La jurisprudence « Erika », bien qu’étant une avancée certaine dans la reconnaissance du préjudice écologique, a montré les limites de ce système de responsabilité pour une réparation efficace des préjudices portés à l’environnement lui-même (Baflush 2013, Boutonnet 2013, Trébulle 2013). La responsabilité n’existant qu’à travers des personnes morales ou physiques agissant pour leur propre compte, le préjudice écologique « pur » est rarement réparé intégralement, contrevenant ainsi au principe de la réparation intégrale des préjudices : « doit être réparé tout le préjudice, mais rien que le préjudice ». Ainsi dès février 2012, le Club des Juristes, important groupe de réflexion dans le domaine du droit, proposait, à travers un rapport publié par sa commission « environnement », l’inscription du préjudice écologique dans le Code civil (Aguila 2012).
L’idée a fait son chemin jusqu’au Sénat où une proposition de loi déposée par M. Bruno RETAILLEAU, sénateur de Vendée, inscrivant ledit préjudice écologique au Code civil a été adoptée à l’unanimité le 16 mai 2013. Le texte composé d’un article unique disposait que « toute personne qui cause un dommage à l’environnement est tenue de le réparer » et affirmait un principe de réparation à effectuer prioritairement en nature (c’est à dire par une remise en état avant le paiement de dommages-intérêts).
Le texte a été transmis à l’Assemblée nationale mais n’a pas été inscrit par le Gouvernement à l’ordre du jour. En effet, la Garde des Sceaux, Mme Christiane TAUBIRA, a chargé une commission dirigée par M. Yves JEGOUZO, professeur de droit à l’Université Paris 1 Panthéon-Sorbonne, de rédiger un rapport sur la réparation du préjudice écologique, de manière à soumettre au Parlement un projet de loi sur le sujet au printemps 2014. Le document a été remis à la Chancellerie en septembre dernier et une consultation publique a été engagée autour des propositions faites à la Ministre.

→ Travail demandé: Selon le texte sur le préjudice écologique, pourquoi le préjudice écologique « pur » est-il rarement réparé intégralement ? Répondez en une à trois phrases.

→ Extraits des données:
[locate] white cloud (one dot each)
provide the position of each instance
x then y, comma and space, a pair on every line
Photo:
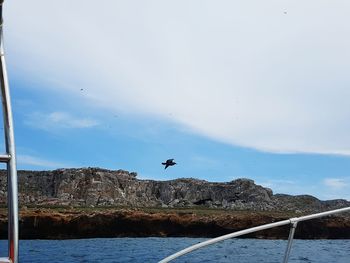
336, 183
58, 120
242, 72
36, 161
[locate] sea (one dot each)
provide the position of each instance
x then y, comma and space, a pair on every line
154, 249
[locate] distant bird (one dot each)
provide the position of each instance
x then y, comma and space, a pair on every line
169, 162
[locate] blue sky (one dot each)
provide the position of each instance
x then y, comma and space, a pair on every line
232, 90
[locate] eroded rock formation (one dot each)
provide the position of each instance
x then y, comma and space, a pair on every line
95, 187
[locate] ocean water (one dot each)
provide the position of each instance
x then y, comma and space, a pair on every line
154, 249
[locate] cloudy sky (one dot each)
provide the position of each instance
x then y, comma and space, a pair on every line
230, 89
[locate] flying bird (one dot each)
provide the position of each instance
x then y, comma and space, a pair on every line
169, 162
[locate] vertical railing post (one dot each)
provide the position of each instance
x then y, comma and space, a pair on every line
290, 240
12, 191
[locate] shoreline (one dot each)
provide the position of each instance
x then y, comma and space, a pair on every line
80, 223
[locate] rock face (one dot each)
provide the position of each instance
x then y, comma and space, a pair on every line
96, 187
75, 223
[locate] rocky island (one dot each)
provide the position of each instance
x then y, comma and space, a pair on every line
94, 202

→ Corrigé: Le préjudice écologique « pur » est rarement réparé intégralement parce que la responsabilité n'existe qu'à travers des personnes morales ou physiques agissant pour leur propre compte. Cela contrevient au principe de la réparation intégrale des préjudices : « doit être réparé tout le préjudice, mais rien que le préjudice ».